## [TASK GOAL]
Quote, with no changes, the lines that run from the top of the material to the line with "positive clicks: (457, 427)", both included.

(THE DATA)

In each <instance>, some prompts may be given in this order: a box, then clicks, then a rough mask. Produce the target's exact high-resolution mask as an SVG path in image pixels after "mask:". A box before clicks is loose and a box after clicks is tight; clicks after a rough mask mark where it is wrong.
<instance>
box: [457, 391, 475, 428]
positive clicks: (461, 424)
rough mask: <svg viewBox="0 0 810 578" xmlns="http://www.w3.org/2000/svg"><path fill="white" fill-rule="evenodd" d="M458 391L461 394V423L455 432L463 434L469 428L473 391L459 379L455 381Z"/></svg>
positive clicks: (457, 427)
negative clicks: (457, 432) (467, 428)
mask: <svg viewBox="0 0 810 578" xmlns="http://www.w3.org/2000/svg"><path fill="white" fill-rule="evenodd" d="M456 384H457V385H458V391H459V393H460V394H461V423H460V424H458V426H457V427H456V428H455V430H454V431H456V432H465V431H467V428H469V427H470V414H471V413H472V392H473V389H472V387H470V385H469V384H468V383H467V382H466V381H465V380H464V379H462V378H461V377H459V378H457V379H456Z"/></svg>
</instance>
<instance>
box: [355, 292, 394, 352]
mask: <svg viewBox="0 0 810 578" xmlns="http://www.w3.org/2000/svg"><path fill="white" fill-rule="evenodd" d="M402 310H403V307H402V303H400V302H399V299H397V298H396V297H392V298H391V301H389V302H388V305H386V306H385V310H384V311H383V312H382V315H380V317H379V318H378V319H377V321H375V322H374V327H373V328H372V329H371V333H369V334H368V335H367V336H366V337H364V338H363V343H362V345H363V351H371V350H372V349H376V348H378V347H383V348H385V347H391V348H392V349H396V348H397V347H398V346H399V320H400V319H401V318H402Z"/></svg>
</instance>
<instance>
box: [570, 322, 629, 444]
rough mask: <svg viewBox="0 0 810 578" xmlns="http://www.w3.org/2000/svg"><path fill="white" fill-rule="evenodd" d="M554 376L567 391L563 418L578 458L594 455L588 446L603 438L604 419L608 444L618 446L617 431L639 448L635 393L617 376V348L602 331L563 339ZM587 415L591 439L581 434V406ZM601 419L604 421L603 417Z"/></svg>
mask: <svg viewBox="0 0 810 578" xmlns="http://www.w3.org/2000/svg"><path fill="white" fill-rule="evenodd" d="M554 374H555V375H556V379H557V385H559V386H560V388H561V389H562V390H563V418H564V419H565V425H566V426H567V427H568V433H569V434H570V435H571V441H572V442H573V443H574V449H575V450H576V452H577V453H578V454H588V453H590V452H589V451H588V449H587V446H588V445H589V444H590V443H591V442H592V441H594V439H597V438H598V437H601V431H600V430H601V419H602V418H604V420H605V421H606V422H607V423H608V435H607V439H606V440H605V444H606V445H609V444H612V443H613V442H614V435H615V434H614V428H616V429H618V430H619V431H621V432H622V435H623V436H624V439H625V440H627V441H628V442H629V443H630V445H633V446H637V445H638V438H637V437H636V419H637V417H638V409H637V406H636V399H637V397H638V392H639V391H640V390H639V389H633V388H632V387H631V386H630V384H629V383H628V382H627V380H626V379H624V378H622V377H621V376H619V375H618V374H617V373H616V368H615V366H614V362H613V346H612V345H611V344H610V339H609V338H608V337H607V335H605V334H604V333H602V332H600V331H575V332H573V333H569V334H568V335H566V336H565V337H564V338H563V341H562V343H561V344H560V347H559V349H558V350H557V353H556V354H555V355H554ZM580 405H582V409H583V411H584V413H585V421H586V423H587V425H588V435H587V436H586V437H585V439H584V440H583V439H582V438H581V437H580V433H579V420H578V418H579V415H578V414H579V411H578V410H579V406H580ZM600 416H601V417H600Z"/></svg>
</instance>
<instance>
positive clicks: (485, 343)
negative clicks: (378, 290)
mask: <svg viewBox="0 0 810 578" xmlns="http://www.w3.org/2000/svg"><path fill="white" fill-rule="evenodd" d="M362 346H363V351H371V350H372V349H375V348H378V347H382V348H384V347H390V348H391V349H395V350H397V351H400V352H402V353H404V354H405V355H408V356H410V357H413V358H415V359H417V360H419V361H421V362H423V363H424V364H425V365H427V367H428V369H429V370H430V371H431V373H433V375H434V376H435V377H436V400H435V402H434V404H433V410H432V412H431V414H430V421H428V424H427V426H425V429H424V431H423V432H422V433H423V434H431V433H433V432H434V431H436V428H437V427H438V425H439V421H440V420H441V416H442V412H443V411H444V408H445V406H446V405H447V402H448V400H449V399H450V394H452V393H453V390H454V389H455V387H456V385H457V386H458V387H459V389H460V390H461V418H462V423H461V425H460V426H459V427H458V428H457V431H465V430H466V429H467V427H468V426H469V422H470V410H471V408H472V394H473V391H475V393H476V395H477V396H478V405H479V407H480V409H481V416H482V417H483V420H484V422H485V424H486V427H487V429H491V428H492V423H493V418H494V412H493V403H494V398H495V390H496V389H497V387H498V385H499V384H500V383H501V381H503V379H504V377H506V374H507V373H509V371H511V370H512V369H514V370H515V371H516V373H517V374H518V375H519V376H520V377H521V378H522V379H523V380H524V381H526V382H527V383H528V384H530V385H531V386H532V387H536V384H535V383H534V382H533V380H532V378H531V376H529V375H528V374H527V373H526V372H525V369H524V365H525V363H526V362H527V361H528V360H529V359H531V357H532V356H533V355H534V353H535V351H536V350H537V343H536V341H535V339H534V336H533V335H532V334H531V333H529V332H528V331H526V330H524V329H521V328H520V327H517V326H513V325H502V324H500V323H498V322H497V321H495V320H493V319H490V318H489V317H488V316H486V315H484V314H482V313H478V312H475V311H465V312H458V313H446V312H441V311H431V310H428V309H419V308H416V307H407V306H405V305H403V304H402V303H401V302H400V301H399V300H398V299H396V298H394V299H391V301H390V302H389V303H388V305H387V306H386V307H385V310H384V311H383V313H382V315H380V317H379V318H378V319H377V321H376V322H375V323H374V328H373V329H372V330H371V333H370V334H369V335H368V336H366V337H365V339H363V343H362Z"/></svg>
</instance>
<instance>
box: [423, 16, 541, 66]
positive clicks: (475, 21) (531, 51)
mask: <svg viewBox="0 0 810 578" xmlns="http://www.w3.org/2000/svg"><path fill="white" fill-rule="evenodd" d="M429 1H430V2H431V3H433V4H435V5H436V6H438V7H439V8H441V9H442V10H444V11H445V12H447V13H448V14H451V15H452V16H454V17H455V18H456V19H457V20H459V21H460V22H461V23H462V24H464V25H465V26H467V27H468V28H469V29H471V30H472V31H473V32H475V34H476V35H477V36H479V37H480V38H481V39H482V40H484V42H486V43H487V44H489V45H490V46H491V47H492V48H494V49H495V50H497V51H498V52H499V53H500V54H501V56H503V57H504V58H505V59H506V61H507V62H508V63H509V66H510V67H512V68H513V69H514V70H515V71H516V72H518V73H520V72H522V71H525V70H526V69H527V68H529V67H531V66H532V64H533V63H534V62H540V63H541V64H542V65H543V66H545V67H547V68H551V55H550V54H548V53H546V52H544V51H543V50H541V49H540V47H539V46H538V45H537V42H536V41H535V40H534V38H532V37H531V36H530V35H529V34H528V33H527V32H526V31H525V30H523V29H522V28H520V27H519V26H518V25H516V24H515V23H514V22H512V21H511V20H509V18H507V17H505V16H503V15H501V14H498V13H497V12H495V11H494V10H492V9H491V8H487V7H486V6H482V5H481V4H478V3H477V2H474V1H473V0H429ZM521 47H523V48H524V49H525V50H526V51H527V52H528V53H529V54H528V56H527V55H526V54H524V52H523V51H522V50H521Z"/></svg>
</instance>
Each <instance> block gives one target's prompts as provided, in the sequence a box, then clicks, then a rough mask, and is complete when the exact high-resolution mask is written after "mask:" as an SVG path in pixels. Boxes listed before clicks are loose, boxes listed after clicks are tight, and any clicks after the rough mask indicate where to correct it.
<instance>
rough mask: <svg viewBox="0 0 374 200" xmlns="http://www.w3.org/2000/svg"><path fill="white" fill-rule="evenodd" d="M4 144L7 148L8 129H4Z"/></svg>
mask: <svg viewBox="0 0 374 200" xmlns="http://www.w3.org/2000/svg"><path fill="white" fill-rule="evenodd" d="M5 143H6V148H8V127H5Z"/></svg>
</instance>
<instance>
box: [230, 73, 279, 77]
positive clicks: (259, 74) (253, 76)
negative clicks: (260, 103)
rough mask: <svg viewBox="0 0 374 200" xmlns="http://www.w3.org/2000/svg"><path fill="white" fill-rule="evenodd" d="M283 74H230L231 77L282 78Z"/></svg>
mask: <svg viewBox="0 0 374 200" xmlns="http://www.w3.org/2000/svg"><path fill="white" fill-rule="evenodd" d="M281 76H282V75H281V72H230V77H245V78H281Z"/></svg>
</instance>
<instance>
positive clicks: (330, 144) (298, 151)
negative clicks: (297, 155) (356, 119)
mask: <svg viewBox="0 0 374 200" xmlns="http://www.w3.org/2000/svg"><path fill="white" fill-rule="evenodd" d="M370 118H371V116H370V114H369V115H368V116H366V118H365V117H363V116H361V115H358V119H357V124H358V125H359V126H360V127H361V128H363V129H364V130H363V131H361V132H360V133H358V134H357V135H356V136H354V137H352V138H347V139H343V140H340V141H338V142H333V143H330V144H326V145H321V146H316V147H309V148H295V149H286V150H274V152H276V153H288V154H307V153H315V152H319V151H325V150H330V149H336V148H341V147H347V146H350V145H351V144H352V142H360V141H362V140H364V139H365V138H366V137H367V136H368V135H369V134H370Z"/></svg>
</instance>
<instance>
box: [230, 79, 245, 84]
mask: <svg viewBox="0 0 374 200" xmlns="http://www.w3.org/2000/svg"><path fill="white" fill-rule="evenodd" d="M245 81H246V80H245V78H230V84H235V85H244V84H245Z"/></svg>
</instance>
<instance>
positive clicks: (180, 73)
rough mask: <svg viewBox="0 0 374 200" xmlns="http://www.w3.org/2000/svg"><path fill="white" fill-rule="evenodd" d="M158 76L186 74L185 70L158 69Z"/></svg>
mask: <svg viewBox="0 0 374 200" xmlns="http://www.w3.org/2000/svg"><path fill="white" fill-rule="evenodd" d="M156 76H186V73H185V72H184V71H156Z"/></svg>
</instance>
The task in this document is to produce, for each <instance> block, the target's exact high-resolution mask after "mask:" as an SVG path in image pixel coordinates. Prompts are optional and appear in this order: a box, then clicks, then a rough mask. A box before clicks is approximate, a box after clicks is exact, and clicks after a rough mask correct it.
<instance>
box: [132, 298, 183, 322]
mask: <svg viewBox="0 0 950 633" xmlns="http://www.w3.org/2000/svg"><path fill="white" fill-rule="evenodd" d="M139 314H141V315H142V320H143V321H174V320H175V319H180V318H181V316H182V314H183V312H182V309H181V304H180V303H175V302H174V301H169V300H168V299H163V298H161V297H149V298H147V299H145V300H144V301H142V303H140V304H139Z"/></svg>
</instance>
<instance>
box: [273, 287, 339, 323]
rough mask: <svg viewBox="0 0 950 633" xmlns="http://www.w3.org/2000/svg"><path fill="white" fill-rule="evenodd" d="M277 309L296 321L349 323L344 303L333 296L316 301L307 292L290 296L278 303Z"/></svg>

(End THE DATA)

## [ANSWER FOR THE TASK]
In each <instance>, some prompts may be given in this order: a box, then clicks, then a rough mask. Produce the target's exact high-resolution mask as an SVG path in image pixels after "mask:". A box before clicks is loose and a box after clicks is tight; clicks after a rough mask mark where it is wrong.
<instance>
box: [457, 391, 475, 428]
positive clicks: (461, 424)
rough mask: <svg viewBox="0 0 810 578" xmlns="http://www.w3.org/2000/svg"><path fill="white" fill-rule="evenodd" d="M458 391L461 394V423L455 432L463 434L469 428L473 391L459 379L455 381Z"/></svg>
positive clicks: (457, 427)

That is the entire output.